→ Objective
List every vehicle model named in the article below on Metromile's crash tests.

Metromile conducted the crash tests using a 2003 Toyota Corolla, 2012 BMW 328i, and an unspecified Volkswagen Jetta and Chevrolet Aveo which Clifford said had been written off but were still driveable.
Clifford said the insurer tested rear-end hits at 2.5 mph, 5 mph and 10 mph; rear offset crashes in which the two cars were shifted around 2 feet to the left or right; sideswipes at particular angles; front collisions at different speeds; and a frontal crash into a highway water barrier. It also tested hard-braking scenarios at 10 mph, 20 mph and 30 mph to see what telematics data would appear.
He said Metromile installed its OBD-II Pulse dongles on both the victim and at-fault vehicles for “a look from both sides.”
The research yielded successful data. Metromile found it could detect that a vehicle had been bumped into by another, according to Clifford. It also confirmed it could detect a low-speed sideswipe, tell its “fingerprint” apart from a different type of crash, and determine the “angle of attack,” he said.
“With machine learning technology, our team will be able to better prevent insurance fraud and assist customers with hard-to-prove but common claim types, like hit-and-run collisions, car theft, and rear-ends,” Metromile data scientist Paul Anzel said in a statement in June.
Asked if the team examined the vehicle to see what a low-speed property claim would entail, Clifford said no. “I wish we had you there suggesting that to us,” he said.
However, Clifford said he spoke to Metromile claims staff in anticipation of our interview. They confirmed that damage might exist beneath the vehicle’s exterior, and “it really might not be apparent to you the driver,” he said.

→ Information shown
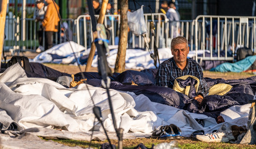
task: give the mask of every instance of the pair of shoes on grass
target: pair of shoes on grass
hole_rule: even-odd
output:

→ Full output
- 2003 Toyota Corolla
- 2012 BMW 328i
- Volkswagen Jetta
- Chevrolet Aveo